Items listed in a dataset
* * * *

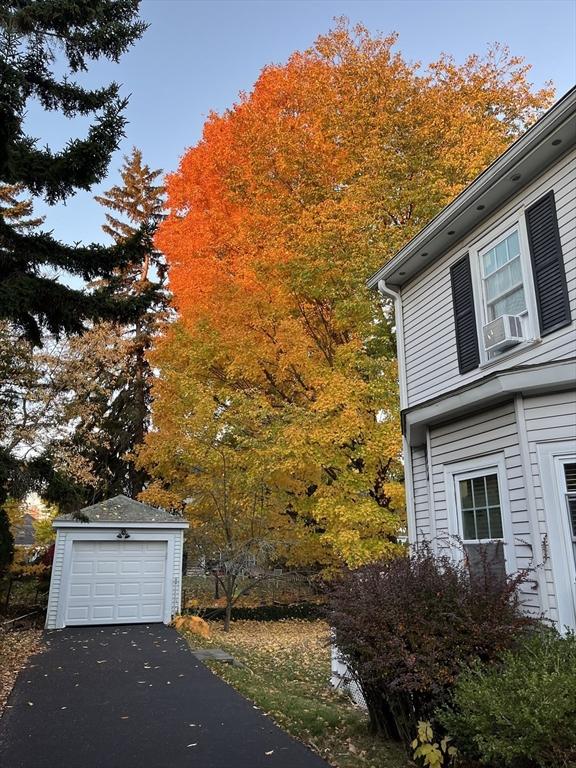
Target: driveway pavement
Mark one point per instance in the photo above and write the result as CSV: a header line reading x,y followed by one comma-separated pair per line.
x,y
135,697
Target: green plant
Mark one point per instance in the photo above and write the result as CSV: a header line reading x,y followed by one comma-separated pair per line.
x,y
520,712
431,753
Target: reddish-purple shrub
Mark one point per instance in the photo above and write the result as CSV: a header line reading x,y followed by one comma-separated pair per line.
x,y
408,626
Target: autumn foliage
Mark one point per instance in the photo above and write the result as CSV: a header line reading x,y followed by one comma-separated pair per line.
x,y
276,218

* * * *

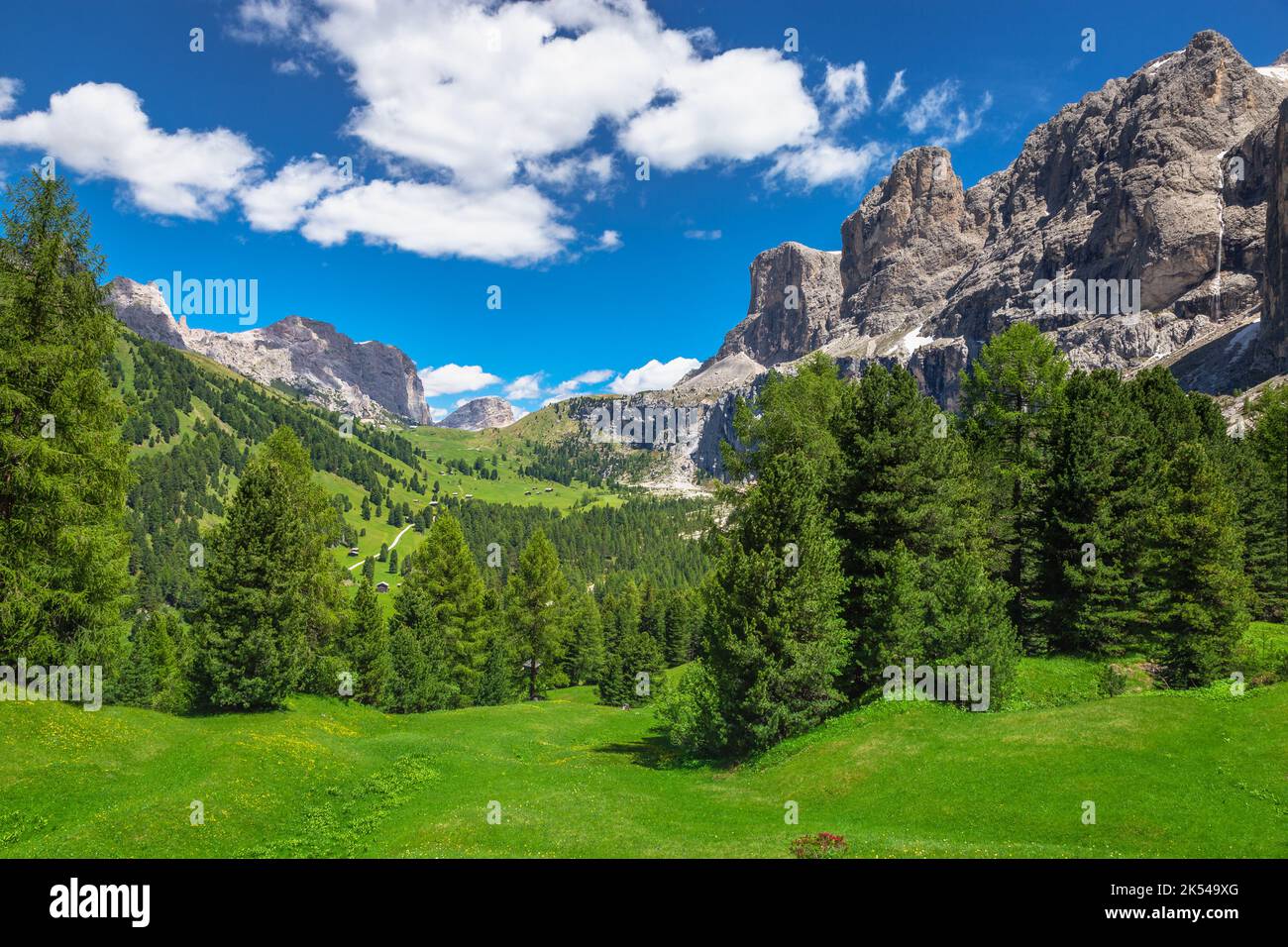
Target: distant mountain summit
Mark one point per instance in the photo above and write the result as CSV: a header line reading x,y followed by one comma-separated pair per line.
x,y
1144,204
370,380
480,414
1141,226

* * * *

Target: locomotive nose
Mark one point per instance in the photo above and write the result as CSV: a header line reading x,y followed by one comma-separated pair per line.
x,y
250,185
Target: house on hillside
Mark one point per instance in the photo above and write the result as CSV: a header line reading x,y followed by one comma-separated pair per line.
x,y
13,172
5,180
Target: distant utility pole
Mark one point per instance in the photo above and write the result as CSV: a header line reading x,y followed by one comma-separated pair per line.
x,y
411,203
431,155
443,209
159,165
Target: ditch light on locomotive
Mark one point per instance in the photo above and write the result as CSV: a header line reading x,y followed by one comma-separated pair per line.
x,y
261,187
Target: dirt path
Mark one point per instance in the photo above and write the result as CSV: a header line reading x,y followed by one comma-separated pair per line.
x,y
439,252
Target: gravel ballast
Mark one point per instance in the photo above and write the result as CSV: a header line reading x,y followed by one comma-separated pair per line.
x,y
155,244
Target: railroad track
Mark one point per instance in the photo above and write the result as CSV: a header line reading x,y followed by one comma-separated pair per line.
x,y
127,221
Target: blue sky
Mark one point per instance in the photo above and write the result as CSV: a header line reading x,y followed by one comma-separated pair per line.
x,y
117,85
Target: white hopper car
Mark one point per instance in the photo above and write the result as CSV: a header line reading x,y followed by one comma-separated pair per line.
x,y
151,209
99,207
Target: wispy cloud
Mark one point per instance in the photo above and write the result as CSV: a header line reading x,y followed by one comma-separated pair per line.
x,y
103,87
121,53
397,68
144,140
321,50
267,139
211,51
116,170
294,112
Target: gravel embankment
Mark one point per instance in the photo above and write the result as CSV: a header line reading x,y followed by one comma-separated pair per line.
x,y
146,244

* * * *

YOUR OBJECTIVE:
Using the entries above, give back exactly the line containing "Target: railroad track", the line containing "Target: gravel embankment", and every line between them, and nothing else.

ANSWER SPACE:
Target: railroad track
Mark one point per instance in the photo above and write the result as CSV: a header line reading x,y followed by one comma-separated pair per line.
x,y
127,221
Target: blue sky
Mark one point per instance in the photo above and write the result as CSV: a header line reading x,y followed by one comma-separated pair per line.
x,y
117,85
Target: white hopper car
Mark one point per instance in the photo above and write the result as CSV: a header line reading x,y followed by one comma-separated pair per line.
x,y
151,209
99,207
Target: wispy cloud
Mark one point per instance in the photo above and write the result as CSV: a header line reading x,y followed by one comma-separated pair per line.
x,y
103,87
121,53
397,68
144,140
321,50
267,139
211,51
116,170
294,112
Target: gravel embankment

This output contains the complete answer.